## Problems and tasks
- 1) Retype the blog post on tax revenue word for word, starting at the words "Practicality, not Politics" and stopping after "prior to 1987.".
- 2) Continue the blog post on tax revenue from the point where it stops.

Thursday, August 4, 2011

Practicality, not Politics

Andrew Sullivan eviscerates a reader who presents a fairly coherent argument against increasing revenue. His central point:

Back in 1955, when the US had a 91% top marginal tax rate, per capita revenue from the income tax was $2595 in 2008 dollars. In 2010, in the midst of economic torpor? $4418. Why was $2595 sufficient to run the country back in the mid-1950s - a time period described by Paul Krugman as an economic and political "paradise lost" - but yet $1500 more than that today is regarded as evidence that taxes must be raised? In fact, the US is currently collecting more per capita income tax revenue today that every year prior to 1987.

## The data
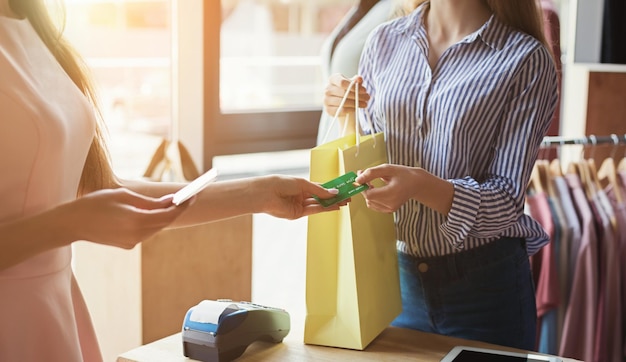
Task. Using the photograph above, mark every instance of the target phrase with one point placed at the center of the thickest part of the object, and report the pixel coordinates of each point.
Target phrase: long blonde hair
(97, 172)
(523, 15)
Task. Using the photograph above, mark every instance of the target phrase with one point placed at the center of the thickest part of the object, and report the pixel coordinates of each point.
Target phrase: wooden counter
(393, 344)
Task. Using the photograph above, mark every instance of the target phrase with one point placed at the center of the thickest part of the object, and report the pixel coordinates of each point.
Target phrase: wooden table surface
(393, 344)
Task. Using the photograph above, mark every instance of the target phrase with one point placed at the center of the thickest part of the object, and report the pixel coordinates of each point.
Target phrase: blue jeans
(485, 294)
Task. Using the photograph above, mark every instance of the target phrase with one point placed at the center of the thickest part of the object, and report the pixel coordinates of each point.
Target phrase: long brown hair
(97, 172)
(523, 15)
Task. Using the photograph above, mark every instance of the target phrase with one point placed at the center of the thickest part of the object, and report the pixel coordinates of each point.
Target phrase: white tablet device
(194, 187)
(473, 354)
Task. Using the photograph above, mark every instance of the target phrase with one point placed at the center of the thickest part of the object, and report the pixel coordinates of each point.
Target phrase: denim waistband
(453, 266)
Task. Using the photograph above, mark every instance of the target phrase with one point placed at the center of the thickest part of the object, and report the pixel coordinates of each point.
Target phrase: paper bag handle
(354, 84)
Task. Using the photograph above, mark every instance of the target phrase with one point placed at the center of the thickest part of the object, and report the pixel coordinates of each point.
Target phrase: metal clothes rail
(591, 140)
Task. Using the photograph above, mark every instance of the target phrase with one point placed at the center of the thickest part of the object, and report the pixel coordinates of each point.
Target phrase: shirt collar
(491, 32)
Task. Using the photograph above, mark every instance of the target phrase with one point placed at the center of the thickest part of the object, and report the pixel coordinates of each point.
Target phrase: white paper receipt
(194, 187)
(209, 311)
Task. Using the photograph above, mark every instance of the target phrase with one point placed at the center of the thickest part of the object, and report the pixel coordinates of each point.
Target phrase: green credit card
(346, 186)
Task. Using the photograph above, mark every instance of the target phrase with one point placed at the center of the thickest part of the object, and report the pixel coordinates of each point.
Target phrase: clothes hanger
(556, 169)
(591, 162)
(607, 174)
(621, 166)
(536, 184)
(581, 169)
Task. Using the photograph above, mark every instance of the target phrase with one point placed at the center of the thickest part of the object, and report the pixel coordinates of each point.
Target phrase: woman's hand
(118, 217)
(292, 197)
(403, 183)
(399, 186)
(336, 90)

## Answers provided
- 1)
Practicality, not Politics

Andrew Sullivan eviscerates a reader who presents a fairly coherent argument against increasing revenue. His central point:

Back in 1955, when the US had a 91% top marginal tax rate, per capita revenue from the income tax was $2595 in 2008 dollars. In 2010, in the midst of economic torpor? $4418. Why was $2595 sufficient to run the country back in the mid-1950s - a time period described by Paul Krugman as an economic and political "paradise lost" - but yet $1500 more than that today is regarded as evidence that taxes must be raised? In fact, the US is currently collecting more per capita income tax revenue today that every year prior to 1987.

- 2)
Andrew's fantastic response centers on the fact that, since 1955, we've had Medicare and have maintained military expenditures at Cold War levels when we have no credible military threat against us. Underneath that, Americans are far older on average than they were then, which means the government has to spend more for their care and well-being. Republicans don't have a plan to deal with this; they just want to cut spending on entitlements and leave every person to fend for himself in an increasingly cutthroat economy. That approach isn't without some merit, of course. I agree that Medicare needs to be means-tested, and I think the official retirement age needs to be increased over time. We are living far longer than we ever have, and our bodies are lasting longer. The time when we could expect a robust retirement of 10 years or so has now turned into 20+ years, and the benefits from Social Security don't keep up. Simple matter of supply and demand.

But this reader -- you just know this turkey watches Fox News and goes to Tea Party rallies. I'm surprised the reader's post didn't feature complaints about illegal immigration, foreign aid, and the welfare state. Just proves that there's no such thing today as an intelligent Republican.